PASSAGE →
Don’t dip your Ass (…with a cattle product!)

A little 8 month old donkey was referred to the clinic as it had become depressed and lethargic and had not passed any droppings in the past two days.

Upon speaking to the owners we discovered that they had dipped the donkey in order to treat a skin condition using a cattle dip product which contained the active ingredient “Amitraz”.

This immediately raised a red flag as Amitraz is toxic to equids (as well as cats and Chihuahuas!).

The donkey was found to be clinically depressed and lethargic on arrival. She had a slow mucous membrane capillary refill time, as well as a slightly slow skin tent response. These two clinical signs pointed to the probability that the donkey was somewhat dehydrated. The donkey also had a bloated appearance to her abdomen.

She was immediately bathed using cold water (the cold water helps to cause constriction of the blood vessels to the skin) which aids in preventing/delaying the rate of absorption of the toxic product through the skin.

Amitraz causes gut stasis i.e. a slowing down or inactivity of the gut. When the abdomen was auscultated for gut sounds they were absent or had prolonged periods between gut sounds (and if they did occur they were weak, non-progressive sounds). She was too small to have a rectal examination performed but if we were are able to do one, we would have found an impaction of the large colon. The extent and hardness of the impaction often varies but generally involves the greater portion of the large colon. Horses can remain impacted for an extended period of time and may become surgical candidates should the impaction not be resolved and gas accumulation and bloating occurs.

Unfortunately there is no safe, “recognized” reversal drug for Amitraz toxicity. Treatment involves keeping the patient hydrated – this may be via oral fluids (through the use of nasogastric tubing) or by intravenous fluid administration.

Thankfully she was not refluxing and was able to tolerate the placement of an indwelling nasogastric tube. She was given small amounts of fluids frequently and was starved during this time. She was given electrolytes and dextrose via the oral fluids in order to keep her strength up.

She passed two tiny mucous covered dropping balls in the first evening after admission to the clinic. It took a further 3 full days of fluid therapy (and patience) before she finally began to pass normal, large piles of droppings. Food was very slowly reintroduced to her and she tolerated this well.

She received a welcomed makeover prior to discharge and has been doing well since!


It is important to CHECK and ADHERE to all product recommendations prior to use in any equines.

Horses are not “small cattle” and are far more sensitive to drugs than many of the other large animals. Even if a product has been commonly used in horses, despite not being registered for use in this species, negative side effects are commonly encountered and there is no legal recourse should something go wrong.

EXERCISE → Reproduce verbatim the portion of the donkey case report starting with "Thankfully she was" and going on through "her strength up.".

RECORD EXCERPTS →

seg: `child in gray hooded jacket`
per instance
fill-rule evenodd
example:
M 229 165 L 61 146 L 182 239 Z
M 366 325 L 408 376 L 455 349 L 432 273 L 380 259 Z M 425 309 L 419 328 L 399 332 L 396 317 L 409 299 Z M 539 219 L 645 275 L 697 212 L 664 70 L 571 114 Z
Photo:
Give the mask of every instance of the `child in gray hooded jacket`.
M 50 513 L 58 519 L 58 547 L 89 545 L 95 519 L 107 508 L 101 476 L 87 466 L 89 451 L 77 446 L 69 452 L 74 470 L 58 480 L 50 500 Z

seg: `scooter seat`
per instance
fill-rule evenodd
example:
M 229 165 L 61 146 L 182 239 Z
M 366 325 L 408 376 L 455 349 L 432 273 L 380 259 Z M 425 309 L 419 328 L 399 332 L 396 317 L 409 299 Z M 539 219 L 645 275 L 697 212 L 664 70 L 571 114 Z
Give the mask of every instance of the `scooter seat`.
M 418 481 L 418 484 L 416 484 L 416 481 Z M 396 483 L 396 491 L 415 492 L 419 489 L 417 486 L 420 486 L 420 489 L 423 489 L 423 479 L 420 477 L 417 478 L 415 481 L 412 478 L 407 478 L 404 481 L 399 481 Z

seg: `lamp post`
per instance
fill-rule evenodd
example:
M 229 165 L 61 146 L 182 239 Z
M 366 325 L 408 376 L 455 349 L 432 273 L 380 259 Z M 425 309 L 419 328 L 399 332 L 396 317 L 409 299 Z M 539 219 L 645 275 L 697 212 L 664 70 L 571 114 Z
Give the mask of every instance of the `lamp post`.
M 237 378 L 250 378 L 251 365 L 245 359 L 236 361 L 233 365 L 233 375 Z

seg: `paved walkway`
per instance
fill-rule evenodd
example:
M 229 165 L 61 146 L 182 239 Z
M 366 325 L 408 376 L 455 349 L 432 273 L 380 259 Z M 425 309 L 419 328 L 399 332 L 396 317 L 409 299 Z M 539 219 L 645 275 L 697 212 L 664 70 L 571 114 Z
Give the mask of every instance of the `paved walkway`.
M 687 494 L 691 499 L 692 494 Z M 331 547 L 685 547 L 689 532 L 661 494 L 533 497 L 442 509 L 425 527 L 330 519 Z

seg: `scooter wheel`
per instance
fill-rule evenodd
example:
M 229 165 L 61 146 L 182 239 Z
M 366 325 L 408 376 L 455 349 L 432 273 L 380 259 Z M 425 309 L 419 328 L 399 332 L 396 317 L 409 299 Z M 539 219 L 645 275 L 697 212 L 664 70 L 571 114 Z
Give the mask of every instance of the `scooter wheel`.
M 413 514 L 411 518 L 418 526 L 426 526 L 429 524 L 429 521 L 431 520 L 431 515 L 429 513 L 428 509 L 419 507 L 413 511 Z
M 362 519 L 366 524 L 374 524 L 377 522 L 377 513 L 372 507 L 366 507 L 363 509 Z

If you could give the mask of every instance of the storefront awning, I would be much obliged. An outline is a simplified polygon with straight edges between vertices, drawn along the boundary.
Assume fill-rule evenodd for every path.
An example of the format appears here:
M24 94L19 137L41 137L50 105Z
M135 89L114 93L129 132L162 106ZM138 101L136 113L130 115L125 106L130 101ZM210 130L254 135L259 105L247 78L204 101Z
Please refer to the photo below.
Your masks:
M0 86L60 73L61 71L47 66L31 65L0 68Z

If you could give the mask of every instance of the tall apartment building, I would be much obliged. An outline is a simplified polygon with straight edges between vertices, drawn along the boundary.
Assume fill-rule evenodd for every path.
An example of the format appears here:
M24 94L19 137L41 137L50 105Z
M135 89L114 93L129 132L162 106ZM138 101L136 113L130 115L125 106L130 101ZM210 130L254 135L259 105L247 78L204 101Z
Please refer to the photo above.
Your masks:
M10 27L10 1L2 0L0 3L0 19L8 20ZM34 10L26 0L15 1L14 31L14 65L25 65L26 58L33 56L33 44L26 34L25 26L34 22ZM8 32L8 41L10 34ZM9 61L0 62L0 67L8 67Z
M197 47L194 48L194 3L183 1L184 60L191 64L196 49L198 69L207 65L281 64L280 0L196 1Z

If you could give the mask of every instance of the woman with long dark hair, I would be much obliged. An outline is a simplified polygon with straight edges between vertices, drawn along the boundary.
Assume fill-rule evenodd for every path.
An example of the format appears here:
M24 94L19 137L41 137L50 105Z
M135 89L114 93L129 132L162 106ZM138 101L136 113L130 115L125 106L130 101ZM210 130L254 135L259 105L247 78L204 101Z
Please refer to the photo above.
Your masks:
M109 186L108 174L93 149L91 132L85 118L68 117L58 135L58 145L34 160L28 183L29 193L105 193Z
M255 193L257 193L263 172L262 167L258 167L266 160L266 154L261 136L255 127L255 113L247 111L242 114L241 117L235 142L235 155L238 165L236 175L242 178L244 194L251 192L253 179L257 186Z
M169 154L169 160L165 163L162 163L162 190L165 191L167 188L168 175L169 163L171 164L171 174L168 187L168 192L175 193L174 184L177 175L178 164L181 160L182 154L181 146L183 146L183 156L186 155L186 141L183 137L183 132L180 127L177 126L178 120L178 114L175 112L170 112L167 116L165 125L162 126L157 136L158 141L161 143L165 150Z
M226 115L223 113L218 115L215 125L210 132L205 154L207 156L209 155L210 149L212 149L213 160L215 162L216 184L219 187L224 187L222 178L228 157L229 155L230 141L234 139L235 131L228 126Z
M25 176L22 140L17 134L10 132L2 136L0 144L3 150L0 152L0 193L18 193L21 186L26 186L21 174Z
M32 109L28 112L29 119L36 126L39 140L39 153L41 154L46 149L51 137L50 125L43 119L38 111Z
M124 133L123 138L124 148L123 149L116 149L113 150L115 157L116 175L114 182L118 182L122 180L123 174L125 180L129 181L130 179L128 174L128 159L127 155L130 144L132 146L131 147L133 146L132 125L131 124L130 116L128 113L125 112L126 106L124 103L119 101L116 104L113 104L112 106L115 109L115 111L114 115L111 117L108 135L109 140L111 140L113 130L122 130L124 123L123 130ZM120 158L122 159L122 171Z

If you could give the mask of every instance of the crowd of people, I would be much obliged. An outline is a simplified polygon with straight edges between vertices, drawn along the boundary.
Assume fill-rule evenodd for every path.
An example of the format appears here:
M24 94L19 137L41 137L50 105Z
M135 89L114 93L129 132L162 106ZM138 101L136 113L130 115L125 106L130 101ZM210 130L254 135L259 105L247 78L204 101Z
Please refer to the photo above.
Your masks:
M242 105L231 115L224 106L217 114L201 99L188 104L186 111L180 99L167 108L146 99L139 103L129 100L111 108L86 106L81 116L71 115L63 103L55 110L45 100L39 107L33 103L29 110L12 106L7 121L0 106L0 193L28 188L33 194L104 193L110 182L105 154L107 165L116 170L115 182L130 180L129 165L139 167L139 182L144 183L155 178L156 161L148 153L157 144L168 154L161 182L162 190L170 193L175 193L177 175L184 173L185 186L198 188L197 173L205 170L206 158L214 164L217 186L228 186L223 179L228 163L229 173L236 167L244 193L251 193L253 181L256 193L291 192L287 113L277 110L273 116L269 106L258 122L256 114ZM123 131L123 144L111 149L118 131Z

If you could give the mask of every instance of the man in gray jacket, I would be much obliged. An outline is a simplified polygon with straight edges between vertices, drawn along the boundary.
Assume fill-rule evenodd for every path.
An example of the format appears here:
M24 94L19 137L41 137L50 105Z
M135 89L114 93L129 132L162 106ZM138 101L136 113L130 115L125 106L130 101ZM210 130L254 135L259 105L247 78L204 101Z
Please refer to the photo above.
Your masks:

SOLVED EXERCISE →
Thankfully she was not refluxing and was able to tolerate the placement of an indwelling nasogastric tube. She was given small amounts of fluids frequently and was starved during this time. She was given electrolytes and dextrose via the oral fluids in order to keep her strength up.